[Filas de puntos etiquetados]
════════════════════
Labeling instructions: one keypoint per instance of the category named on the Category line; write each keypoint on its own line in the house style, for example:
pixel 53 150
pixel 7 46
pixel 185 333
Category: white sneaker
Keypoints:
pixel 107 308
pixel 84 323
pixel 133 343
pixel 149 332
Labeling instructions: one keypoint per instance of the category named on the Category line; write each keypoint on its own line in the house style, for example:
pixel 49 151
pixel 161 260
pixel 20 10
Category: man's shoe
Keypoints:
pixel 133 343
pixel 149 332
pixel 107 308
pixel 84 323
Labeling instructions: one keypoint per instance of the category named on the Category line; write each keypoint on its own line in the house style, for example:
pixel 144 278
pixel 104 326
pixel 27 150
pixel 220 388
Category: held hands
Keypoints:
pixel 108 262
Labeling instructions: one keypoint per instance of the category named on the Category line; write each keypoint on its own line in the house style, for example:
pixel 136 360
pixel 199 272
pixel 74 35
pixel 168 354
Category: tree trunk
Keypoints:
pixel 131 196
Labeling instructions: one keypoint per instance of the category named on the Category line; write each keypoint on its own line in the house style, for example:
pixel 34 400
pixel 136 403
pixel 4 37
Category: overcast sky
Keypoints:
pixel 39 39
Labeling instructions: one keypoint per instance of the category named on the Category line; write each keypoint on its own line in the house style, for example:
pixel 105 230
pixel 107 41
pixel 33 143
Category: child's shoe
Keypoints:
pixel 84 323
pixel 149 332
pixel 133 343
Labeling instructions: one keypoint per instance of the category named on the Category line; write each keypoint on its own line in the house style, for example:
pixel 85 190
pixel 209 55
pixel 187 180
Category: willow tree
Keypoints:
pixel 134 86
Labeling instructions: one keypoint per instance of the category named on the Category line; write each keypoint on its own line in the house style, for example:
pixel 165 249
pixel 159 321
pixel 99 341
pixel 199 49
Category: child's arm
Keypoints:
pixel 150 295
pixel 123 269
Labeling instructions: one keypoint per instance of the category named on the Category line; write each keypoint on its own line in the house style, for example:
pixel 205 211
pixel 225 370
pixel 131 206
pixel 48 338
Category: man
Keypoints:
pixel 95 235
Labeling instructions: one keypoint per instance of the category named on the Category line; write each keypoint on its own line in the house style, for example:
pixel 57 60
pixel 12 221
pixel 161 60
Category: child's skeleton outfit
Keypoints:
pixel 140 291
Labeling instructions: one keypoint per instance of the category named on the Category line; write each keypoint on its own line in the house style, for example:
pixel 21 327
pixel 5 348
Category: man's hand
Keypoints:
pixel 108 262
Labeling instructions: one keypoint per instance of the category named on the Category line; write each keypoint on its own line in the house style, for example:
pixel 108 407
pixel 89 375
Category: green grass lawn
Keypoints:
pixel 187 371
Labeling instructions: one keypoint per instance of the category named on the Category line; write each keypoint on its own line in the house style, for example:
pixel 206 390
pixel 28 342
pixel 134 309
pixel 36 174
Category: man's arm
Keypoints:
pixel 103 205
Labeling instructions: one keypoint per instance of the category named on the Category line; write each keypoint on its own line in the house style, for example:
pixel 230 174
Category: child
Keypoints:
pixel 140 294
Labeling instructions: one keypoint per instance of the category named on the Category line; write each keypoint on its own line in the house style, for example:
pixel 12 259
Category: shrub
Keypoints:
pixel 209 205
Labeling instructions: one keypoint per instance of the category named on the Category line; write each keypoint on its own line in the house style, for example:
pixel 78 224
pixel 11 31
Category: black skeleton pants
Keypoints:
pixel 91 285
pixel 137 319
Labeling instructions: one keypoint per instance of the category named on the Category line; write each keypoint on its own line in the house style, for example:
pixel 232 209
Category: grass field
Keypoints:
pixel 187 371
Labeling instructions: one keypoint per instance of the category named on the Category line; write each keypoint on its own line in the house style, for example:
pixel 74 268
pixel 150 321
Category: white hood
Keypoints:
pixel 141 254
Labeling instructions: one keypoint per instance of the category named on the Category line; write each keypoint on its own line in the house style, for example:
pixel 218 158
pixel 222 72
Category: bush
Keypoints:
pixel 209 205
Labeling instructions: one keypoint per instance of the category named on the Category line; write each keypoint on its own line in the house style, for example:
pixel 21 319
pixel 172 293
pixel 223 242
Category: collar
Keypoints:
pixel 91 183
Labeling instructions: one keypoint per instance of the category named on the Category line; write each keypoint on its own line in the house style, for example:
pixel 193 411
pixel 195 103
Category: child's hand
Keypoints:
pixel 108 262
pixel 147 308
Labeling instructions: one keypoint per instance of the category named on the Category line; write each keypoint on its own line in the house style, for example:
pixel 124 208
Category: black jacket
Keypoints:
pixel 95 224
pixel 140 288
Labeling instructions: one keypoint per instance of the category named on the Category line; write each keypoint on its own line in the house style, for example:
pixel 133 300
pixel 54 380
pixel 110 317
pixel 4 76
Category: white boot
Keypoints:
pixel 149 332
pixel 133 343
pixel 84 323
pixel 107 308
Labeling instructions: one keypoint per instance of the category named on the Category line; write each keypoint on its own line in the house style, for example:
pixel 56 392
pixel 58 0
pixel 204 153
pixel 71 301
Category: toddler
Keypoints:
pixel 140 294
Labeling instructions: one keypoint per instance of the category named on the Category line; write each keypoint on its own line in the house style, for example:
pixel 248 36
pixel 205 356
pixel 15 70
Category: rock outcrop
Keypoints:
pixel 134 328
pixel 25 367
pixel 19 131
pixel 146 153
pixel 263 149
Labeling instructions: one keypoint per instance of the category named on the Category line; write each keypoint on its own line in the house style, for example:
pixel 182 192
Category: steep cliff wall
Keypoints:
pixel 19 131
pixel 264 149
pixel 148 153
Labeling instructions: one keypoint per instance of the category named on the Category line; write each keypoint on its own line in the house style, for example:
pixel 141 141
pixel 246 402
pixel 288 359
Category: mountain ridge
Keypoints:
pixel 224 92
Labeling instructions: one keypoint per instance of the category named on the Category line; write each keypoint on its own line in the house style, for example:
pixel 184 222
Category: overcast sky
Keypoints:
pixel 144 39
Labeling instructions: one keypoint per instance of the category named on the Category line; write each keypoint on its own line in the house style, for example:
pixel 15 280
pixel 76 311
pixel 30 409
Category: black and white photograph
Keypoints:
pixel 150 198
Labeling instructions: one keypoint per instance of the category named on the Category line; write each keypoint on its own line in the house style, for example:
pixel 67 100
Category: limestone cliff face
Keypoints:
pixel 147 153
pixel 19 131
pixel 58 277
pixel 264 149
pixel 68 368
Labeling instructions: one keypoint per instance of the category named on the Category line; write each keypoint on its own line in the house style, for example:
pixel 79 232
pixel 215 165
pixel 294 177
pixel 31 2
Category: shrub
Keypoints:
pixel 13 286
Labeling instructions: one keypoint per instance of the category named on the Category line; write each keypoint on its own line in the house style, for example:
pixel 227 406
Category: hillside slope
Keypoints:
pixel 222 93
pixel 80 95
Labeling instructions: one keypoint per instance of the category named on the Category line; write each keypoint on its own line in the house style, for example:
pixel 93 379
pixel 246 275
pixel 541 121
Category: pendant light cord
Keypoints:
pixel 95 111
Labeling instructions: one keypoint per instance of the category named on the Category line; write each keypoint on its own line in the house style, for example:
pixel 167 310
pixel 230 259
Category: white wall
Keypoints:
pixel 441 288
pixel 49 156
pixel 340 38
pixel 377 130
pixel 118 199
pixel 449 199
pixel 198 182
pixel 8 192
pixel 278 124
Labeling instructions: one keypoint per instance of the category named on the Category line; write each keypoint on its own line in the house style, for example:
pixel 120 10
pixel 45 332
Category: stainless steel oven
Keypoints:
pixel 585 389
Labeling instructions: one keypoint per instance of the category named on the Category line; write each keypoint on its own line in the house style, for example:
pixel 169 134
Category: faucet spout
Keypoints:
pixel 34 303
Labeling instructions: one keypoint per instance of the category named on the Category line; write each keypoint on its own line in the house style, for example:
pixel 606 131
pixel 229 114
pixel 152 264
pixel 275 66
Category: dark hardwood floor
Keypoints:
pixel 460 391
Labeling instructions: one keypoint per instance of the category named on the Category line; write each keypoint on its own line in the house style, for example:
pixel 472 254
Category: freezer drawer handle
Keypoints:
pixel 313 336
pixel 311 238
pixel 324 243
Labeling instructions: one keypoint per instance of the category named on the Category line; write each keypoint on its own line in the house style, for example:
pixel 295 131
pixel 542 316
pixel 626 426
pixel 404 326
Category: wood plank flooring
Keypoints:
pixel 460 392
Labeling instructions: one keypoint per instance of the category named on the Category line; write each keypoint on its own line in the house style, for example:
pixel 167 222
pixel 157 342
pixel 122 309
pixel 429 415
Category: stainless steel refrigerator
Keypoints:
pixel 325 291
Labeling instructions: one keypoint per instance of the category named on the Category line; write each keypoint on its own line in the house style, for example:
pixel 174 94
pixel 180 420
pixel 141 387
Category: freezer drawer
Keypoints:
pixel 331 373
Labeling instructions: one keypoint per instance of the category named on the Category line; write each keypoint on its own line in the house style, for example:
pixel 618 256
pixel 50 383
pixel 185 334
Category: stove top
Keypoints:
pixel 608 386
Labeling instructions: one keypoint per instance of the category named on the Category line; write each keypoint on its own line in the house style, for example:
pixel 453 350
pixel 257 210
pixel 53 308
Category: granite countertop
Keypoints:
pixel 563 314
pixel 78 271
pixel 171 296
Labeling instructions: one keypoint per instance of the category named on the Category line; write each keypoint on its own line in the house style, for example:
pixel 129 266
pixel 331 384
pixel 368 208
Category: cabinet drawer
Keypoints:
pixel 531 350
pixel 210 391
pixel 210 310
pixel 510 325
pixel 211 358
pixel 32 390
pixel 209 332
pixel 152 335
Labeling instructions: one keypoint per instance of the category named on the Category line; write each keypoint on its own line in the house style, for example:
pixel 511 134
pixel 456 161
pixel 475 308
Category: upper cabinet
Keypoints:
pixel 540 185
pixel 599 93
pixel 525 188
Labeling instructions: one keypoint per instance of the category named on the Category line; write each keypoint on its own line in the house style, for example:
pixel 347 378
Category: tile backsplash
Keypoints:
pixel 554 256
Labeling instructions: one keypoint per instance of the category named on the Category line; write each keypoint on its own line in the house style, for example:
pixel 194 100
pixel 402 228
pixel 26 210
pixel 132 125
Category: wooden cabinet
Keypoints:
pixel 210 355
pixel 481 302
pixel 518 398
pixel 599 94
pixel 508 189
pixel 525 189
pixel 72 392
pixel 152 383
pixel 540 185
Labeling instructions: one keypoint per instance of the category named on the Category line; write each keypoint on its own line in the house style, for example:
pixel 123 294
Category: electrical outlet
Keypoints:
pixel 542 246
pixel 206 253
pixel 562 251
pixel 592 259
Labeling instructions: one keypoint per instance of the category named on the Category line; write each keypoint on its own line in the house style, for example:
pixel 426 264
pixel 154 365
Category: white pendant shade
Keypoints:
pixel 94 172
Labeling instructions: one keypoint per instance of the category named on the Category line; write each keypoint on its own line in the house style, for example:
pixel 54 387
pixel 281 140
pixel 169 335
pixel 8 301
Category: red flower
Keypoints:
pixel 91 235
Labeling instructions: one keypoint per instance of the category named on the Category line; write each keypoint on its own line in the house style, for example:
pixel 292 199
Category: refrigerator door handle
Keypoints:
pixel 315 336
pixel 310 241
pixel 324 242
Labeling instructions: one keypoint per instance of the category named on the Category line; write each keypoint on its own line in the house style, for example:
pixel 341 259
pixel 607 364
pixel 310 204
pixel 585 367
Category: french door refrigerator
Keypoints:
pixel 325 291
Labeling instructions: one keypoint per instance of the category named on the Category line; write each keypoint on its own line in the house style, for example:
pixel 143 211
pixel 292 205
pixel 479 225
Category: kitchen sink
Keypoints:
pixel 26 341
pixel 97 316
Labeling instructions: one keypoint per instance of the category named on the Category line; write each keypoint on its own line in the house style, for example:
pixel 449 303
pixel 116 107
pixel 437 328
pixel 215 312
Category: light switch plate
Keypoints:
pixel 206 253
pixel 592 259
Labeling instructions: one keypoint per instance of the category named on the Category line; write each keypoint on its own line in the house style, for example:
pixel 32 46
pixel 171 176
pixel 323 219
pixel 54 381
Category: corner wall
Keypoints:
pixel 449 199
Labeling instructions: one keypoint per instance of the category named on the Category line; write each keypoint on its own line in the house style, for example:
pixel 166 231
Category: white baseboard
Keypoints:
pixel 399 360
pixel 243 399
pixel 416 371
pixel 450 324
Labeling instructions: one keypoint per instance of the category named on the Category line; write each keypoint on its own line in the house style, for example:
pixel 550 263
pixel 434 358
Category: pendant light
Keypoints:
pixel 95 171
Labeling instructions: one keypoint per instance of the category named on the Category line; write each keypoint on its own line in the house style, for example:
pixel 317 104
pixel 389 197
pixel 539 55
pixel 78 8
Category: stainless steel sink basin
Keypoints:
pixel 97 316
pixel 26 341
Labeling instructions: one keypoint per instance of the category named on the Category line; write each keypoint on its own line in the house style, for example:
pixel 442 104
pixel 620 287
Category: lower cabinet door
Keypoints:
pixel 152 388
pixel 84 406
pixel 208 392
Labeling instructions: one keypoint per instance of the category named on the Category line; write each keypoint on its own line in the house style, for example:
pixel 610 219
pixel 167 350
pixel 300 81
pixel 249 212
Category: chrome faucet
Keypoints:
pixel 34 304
════════════════════
▸ OBJETIVO
¿En cuántas líneas de las filas de arriba aparece la palabra "wall"? Indica solo el número.

▸ RESPUESTA ESPERADA
3